:: GIVEN INSTRUCTION ::
Write out, character for character, the lines of the records starting at the line that contains "target: wooden post" and ending after the line that contains "15 21 L 17 19".

:: EXTRACTED ENTRIES ::
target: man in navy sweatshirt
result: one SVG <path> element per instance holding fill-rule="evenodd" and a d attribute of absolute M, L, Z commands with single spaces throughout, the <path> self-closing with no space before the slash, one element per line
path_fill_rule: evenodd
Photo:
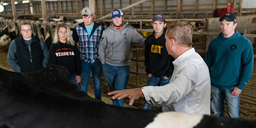
<path fill-rule="evenodd" d="M 169 83 L 174 69 L 174 58 L 168 54 L 164 38 L 167 28 L 165 17 L 161 13 L 154 15 L 152 19 L 153 34 L 145 40 L 145 66 L 148 86 L 161 86 Z M 151 106 L 144 104 L 144 110 Z"/>
<path fill-rule="evenodd" d="M 241 118 L 241 93 L 253 67 L 252 46 L 243 33 L 234 30 L 237 23 L 233 13 L 227 13 L 219 20 L 222 32 L 210 42 L 205 58 L 210 71 L 212 116 L 223 116 L 225 99 L 229 117 Z"/>

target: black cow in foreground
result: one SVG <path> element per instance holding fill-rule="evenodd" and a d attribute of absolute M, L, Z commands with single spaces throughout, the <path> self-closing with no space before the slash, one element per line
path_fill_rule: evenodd
<path fill-rule="evenodd" d="M 0 68 L 0 127 L 256 127 L 255 120 L 106 104 L 69 77 L 58 66 L 23 73 Z"/>

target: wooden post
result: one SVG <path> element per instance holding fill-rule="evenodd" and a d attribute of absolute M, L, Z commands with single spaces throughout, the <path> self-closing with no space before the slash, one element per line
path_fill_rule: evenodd
<path fill-rule="evenodd" d="M 63 2 L 60 2 L 60 3 L 61 3 L 61 12 L 63 13 L 64 12 L 64 10 L 63 10 Z"/>
<path fill-rule="evenodd" d="M 51 13 L 51 5 L 50 5 L 50 2 L 47 2 L 48 3 L 48 10 L 49 10 L 49 13 Z"/>
<path fill-rule="evenodd" d="M 94 18 L 96 18 L 95 4 L 94 3 L 94 0 L 89 0 L 89 8 L 92 10 L 92 11 L 94 15 Z"/>
<path fill-rule="evenodd" d="M 243 8 L 243 0 L 239 1 L 239 7 L 238 7 L 238 15 L 242 16 L 242 9 Z"/>
<path fill-rule="evenodd" d="M 214 6 L 212 7 L 213 8 L 213 10 L 216 9 L 217 8 L 217 0 L 214 0 Z"/>
<path fill-rule="evenodd" d="M 79 12 L 78 9 L 78 1 L 77 0 L 76 0 L 76 13 L 79 13 Z"/>
<path fill-rule="evenodd" d="M 203 31 L 207 32 L 207 26 L 208 26 L 208 20 L 205 19 L 203 23 Z M 206 43 L 207 43 L 207 35 L 203 35 L 203 42 L 202 44 L 202 50 L 206 50 Z"/>
<path fill-rule="evenodd" d="M 142 4 L 140 4 L 140 12 L 142 12 Z"/>
<path fill-rule="evenodd" d="M 15 21 L 17 19 L 17 16 L 16 14 L 16 7 L 15 4 L 14 4 L 14 0 L 12 0 L 12 15 L 13 16 L 13 21 Z"/>
<path fill-rule="evenodd" d="M 60 8 L 59 8 L 59 0 L 58 0 L 57 3 L 58 5 L 57 7 L 58 7 L 58 13 L 60 13 Z"/>
<path fill-rule="evenodd" d="M 196 11 L 198 11 L 198 4 L 199 4 L 199 0 L 196 0 Z"/>
<path fill-rule="evenodd" d="M 155 1 L 154 0 L 152 0 L 151 1 L 151 12 L 152 13 L 154 12 L 154 8 L 155 8 Z"/>
<path fill-rule="evenodd" d="M 69 8 L 68 7 L 68 1 L 66 1 L 66 12 L 69 12 Z"/>
<path fill-rule="evenodd" d="M 181 0 L 177 0 L 177 18 L 180 18 L 180 8 L 181 8 Z"/>
<path fill-rule="evenodd" d="M 106 7 L 105 6 L 105 0 L 103 0 L 103 7 L 104 8 L 104 14 L 106 13 Z"/>
<path fill-rule="evenodd" d="M 120 0 L 120 8 L 122 8 L 122 0 Z"/>
<path fill-rule="evenodd" d="M 164 11 L 167 12 L 167 0 L 164 1 Z"/>
<path fill-rule="evenodd" d="M 82 0 L 82 8 L 86 7 L 84 7 L 84 2 L 83 2 L 83 0 Z"/>
<path fill-rule="evenodd" d="M 111 2 L 111 11 L 114 10 L 114 2 L 113 0 L 110 1 Z"/>
<path fill-rule="evenodd" d="M 52 2 L 52 13 L 54 14 L 54 13 L 55 13 L 55 9 L 54 8 L 54 2 Z"/>
<path fill-rule="evenodd" d="M 44 22 L 47 21 L 47 12 L 46 12 L 46 0 L 41 1 L 41 5 L 42 7 L 42 20 Z"/>
<path fill-rule="evenodd" d="M 99 15 L 102 16 L 102 0 L 99 0 Z"/>
<path fill-rule="evenodd" d="M 25 6 L 25 4 L 22 4 L 22 10 L 23 10 L 23 14 L 25 14 L 25 7 L 24 6 Z M 4 6 L 4 7 L 5 6 Z M 6 10 L 5 8 L 5 10 Z"/>
<path fill-rule="evenodd" d="M 74 12 L 73 12 L 73 10 L 74 9 L 73 9 L 73 1 L 71 1 L 71 10 L 72 10 L 71 12 L 72 13 L 73 13 Z"/>
<path fill-rule="evenodd" d="M 132 2 L 132 4 L 133 4 L 133 3 L 134 3 L 134 0 L 131 0 L 131 1 Z M 134 7 L 132 7 L 132 16 L 133 17 L 134 16 Z"/>
<path fill-rule="evenodd" d="M 34 6 L 33 5 L 33 0 L 31 0 L 30 1 L 30 3 L 29 4 L 29 7 L 30 8 L 30 11 L 31 14 L 34 14 L 35 13 L 34 12 L 35 11 L 35 10 L 34 9 Z M 32 10 L 31 10 L 32 9 Z"/>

:: SOLUTION TO THIS TASK ::
target: wooden post
result: one SVG <path> element per instance holding fill-rule="evenodd" and a d attribute of absolute M, L, Z commands with single spaces throughout, the <path> self-closing with no space before the slash, one element per line
path_fill_rule: evenodd
<path fill-rule="evenodd" d="M 63 2 L 60 2 L 60 3 L 61 3 L 61 12 L 63 13 L 64 12 L 64 10 L 63 10 Z"/>
<path fill-rule="evenodd" d="M 51 13 L 51 5 L 50 5 L 50 2 L 47 2 L 48 3 L 48 10 L 49 10 L 49 13 Z"/>
<path fill-rule="evenodd" d="M 94 18 L 96 18 L 95 4 L 94 3 L 94 0 L 89 0 L 89 8 L 92 10 L 92 11 L 94 15 Z"/>
<path fill-rule="evenodd" d="M 243 8 L 243 0 L 239 1 L 239 7 L 238 7 L 238 15 L 242 16 L 242 9 Z"/>
<path fill-rule="evenodd" d="M 214 6 L 212 7 L 213 8 L 213 10 L 216 9 L 217 8 L 217 0 L 214 0 Z"/>
<path fill-rule="evenodd" d="M 79 12 L 78 9 L 78 1 L 77 0 L 76 0 L 76 13 L 79 13 Z"/>
<path fill-rule="evenodd" d="M 203 31 L 207 32 L 207 26 L 208 26 L 208 20 L 205 19 L 203 23 Z M 206 43 L 207 43 L 207 35 L 203 35 L 203 42 L 202 44 L 202 50 L 206 50 Z"/>
<path fill-rule="evenodd" d="M 142 4 L 140 4 L 140 12 L 142 12 Z"/>
<path fill-rule="evenodd" d="M 15 21 L 17 19 L 17 16 L 16 14 L 16 7 L 15 4 L 14 4 L 14 0 L 12 0 L 12 15 L 13 16 L 13 21 Z"/>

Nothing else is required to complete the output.